• Instrução escrita A
Passe para o inglês esta frase do trecho sobre os gostos de cada um: "Cada um tem o gosto que tem, isto é, gosta do que quer gostar, tem suas preferências de como melhor ocupar o tempo, viver a vida, dar vida à existência."
• Instrução escrita B
Segundo o trecho sobre os gostos de cada um, onde fica quem aprecia de corpo e alma fazer negócios?

• Trecho da página
------------------------------------------------

Primo
das palavras
Wanderlino
Arruda
Cada um tem o gosto que tem, isto
é, gosta do que quer gostar,
tem suas preferências de
como melhor ocupar o tempo, viver
a vida, dar vida à existência.
Quem gosta de comer, comer muito,
fica gordo, e às vezes
até uma gorda bonita, luzidia,
com gordurinhas bem distribuídas
para ninguém botar defeito.
Quem gosta de resolver os problemas
do mundo, saber de tudo, acompanhar
a vida pública e íntima
das personagens principais do
atual drama do Brasil e do Mundo,
sai à rua, lê jornais,
freqüenta o "quarteirão
do povo". Quem aprecia de
corpo e alma fazer negócios,
tomar e emprestar dinheiro, comprar
e vender loterias, ver gente alegre
e gente cansada, fica na Praça
Doutor Carlos, do lado da Rua
Quinze e na descida da Doutor
Santos, pois, lá tem de
tudo. A vida e o viver estão
aí desde quando amanhece
o dia até a madrugada,
para quem queria deleitar... ou
sofrer...

------------------------------------------------

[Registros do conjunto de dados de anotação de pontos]
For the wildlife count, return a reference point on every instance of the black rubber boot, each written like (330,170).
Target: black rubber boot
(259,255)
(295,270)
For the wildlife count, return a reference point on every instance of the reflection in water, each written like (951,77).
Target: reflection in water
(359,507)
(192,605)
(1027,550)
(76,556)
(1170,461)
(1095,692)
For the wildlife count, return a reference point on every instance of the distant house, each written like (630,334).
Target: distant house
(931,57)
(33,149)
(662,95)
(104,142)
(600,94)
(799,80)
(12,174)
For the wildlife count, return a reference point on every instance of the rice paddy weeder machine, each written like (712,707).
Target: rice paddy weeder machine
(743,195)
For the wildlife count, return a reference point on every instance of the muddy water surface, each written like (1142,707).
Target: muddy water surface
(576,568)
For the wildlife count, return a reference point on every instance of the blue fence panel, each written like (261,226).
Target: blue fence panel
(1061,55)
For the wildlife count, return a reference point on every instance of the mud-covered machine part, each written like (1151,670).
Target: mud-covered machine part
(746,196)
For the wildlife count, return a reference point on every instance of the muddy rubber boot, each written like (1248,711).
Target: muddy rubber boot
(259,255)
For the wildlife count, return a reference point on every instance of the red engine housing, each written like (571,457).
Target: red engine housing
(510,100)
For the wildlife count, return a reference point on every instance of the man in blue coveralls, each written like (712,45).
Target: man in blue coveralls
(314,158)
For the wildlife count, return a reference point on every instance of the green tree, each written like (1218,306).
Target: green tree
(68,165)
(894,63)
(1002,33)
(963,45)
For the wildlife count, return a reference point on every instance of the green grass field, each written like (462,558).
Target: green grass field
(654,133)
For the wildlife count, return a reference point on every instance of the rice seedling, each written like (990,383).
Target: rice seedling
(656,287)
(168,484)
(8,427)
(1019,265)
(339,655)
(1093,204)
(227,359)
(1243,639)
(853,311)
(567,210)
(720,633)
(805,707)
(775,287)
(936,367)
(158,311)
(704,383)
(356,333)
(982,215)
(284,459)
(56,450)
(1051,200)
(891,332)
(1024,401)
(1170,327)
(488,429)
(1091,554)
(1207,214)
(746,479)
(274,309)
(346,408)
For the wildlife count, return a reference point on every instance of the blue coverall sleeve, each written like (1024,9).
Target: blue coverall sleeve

------------------------------------------------

• Resposta pronta A
Everyone has the tastes they have, that is, they like what they want to like; they have their own preferences for how best to spend their time, live life, give life to existence.

• Resposta pronta B
Na Praça Doutor Carlos, do lado da Rua Quinze e na descida da Doutor Santos.